* [AIM 1] Output, unchanged and with nothing else, the lines of the rows below the forum thread, from the line with "Task: set one pin on each instance of the sliced" through the final line of the rows, including both ends.

* [EXCERPTED PASSAGE]
^^^^^^^^^^^^^^^^

# Netflix promo implies TiVo Series2 can stream movies



## DZeckhausen (Feb 10, 2004)

I've been enjoying nearly trouble-free Netflix on my TiVo HD for about two weeks now. The other day, I started seeing the following Netflix promo at the bottom of the screen:

*It's Netflix on Tivo!*I clicked on the promo link and the screen showed a Netflix banner ad and when I scrolled to the second menu item:

*How to download movies now*

the banner at the top of the screen displayed the following text:

Movies and TV episodes you place in your instant queue are automatically listed in a menu on your TiVo DVR. Find out more.

I clicked the link to "find out more" and got to the following screen (again with a big Netflix banner at the top):

*"Did you know that any broadband-enabled TiVo Series2(TM), TiVo(R) HD, HD XL, and Series3(TM) enables you to watch over 30,000 movies ..."*

Wow! Thinking they had expanded the Netflix service to include the Series2 models, I ran upstairs to see if I could get it to work on my non-HD TiVo. There was the video on demand menu there, but no Netflix option. I thought, perhaps I just needed a service update. I forced a few connections, but still nothing. So I checked the TiVo forum to see if others had been able to make it work. Not a peep on the forum about it. Damn! Fooled by a poorly placed, poorly worded paragraph describing the high-level capabilities of *all* networked TiVos that someone thought made sense to reach by clicking on a link that was supposed to describe how to learn about Netflix on TiVo.

I know I should have come here first, before wasting time at the lowly Series2 TiVo in the exercise room. But the wording and context made me sure they had enabled the feature on the non-HD models.

Was anyone else fooled by this wording, even for a minute? Drat!


----------



## pdhenry (Feb 28, 2005)

You can watch over 30,000 movies via Amazon. Netflix only has 10-12,000 titles available for streaming.

The banner on that page has a Netflix logo but the main part of the screen says nothing about Netflix.


----------



## DZeckhausen (Feb 10, 2004)

pdhenry said:


> The banner on that page has a Netflix logo but the main part of the screen says nothing about Netflix.


The point is, the way one gets to that screen is to drill down through a Netflix promo. It's not unreasonable for someone following a link that says "click here for more info about viewing your Instant Queue on Netflix" to be confused when the results of that click mention the Series2 DVR. What were they thinking?


----------



## ThAbtO (Apr 6, 2000)

^^^^^^^^^^^^^^^^

* [EXTRACTED ENTRIES]
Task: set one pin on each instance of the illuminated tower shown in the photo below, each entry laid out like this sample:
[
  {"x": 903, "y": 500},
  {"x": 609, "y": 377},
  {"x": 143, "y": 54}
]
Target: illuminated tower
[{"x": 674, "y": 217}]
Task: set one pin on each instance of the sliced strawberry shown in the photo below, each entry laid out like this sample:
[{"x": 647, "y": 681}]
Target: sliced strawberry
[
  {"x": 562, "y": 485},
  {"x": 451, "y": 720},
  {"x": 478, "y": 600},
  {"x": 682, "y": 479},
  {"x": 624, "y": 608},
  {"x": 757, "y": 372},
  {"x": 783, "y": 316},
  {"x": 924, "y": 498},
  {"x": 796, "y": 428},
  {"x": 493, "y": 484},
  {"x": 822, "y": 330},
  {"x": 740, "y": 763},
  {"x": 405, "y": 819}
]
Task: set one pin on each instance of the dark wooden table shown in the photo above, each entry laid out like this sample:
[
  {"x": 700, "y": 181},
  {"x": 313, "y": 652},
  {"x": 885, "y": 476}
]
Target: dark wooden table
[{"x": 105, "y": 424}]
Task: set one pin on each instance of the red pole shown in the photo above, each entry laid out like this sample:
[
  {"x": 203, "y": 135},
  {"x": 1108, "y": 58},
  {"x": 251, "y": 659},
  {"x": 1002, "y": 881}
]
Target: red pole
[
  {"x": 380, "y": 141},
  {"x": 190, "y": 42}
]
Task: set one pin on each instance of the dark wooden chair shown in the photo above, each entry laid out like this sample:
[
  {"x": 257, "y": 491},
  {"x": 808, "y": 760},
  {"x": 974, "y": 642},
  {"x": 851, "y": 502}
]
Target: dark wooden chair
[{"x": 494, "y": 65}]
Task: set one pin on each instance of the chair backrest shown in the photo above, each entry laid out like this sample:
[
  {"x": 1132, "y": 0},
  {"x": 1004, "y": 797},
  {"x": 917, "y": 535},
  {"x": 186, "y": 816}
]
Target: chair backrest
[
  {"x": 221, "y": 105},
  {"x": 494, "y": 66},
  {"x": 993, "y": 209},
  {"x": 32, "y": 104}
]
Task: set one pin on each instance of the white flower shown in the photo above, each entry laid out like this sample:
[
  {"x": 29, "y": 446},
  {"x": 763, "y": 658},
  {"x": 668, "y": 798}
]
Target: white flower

^^^^^^^^^^^^^^^^

* [AIM 2] Return the passage of the Netflix promo thread from "I know I should" to "(Feb 28, 2005)", copied word for word.

* [CORRECT OUTPUT 1]
Task: set one pin on each instance of the sliced strawberry shown in the photo below, each entry laid out like this sample:
[{"x": 647, "y": 681}]
Target: sliced strawberry
[
  {"x": 562, "y": 485},
  {"x": 451, "y": 720},
  {"x": 478, "y": 600},
  {"x": 682, "y": 479},
  {"x": 624, "y": 608},
  {"x": 757, "y": 372},
  {"x": 783, "y": 316},
  {"x": 924, "y": 498},
  {"x": 796, "y": 428},
  {"x": 493, "y": 484},
  {"x": 822, "y": 330},
  {"x": 740, "y": 763},
  {"x": 405, "y": 819}
]
Task: set one pin on each instance of the dark wooden table shown in the photo above, each entry laid out like this sample:
[
  {"x": 700, "y": 181},
  {"x": 313, "y": 652},
  {"x": 885, "y": 476}
]
Target: dark wooden table
[{"x": 105, "y": 424}]
Task: set one pin on each instance of the red pole shown in the photo above, each entry laid out like this sample:
[
  {"x": 203, "y": 135},
  {"x": 1108, "y": 58},
  {"x": 251, "y": 659},
  {"x": 1002, "y": 881}
]
Target: red pole
[
  {"x": 380, "y": 141},
  {"x": 190, "y": 42}
]
Task: set one pin on each instance of the dark wooden chair shown in the photo above, each entry laid out like this sample:
[
  {"x": 257, "y": 491},
  {"x": 808, "y": 760},
  {"x": 974, "y": 642},
  {"x": 851, "y": 502}
]
Target: dark wooden chair
[{"x": 494, "y": 65}]
Task: set one pin on each instance of the chair backrest shown in the photo above, each entry laid out like this sample:
[
  {"x": 1132, "y": 0},
  {"x": 1004, "y": 797},
  {"x": 917, "y": 535},
  {"x": 186, "y": 816}
]
Target: chair backrest
[
  {"x": 221, "y": 105},
  {"x": 494, "y": 66},
  {"x": 993, "y": 209},
  {"x": 32, "y": 104}
]
Task: set one pin on each instance of the white flower shown in the photo above, each entry laid out like this sample:
[
  {"x": 29, "y": 446},
  {"x": 763, "y": 658},
  {"x": 668, "y": 798}
]
Target: white flower

* [CORRECT OUTPUT 2]
I know I should have come here first, before wasting time at the lowly Series2 TiVo in the exercise room. But the wording and context made me sure they had enabled the feature on the non-HD models.

Was anyone else fooled by this wording, even for a minute? Drat!


----------



## pdhenry (Feb 28, 2005)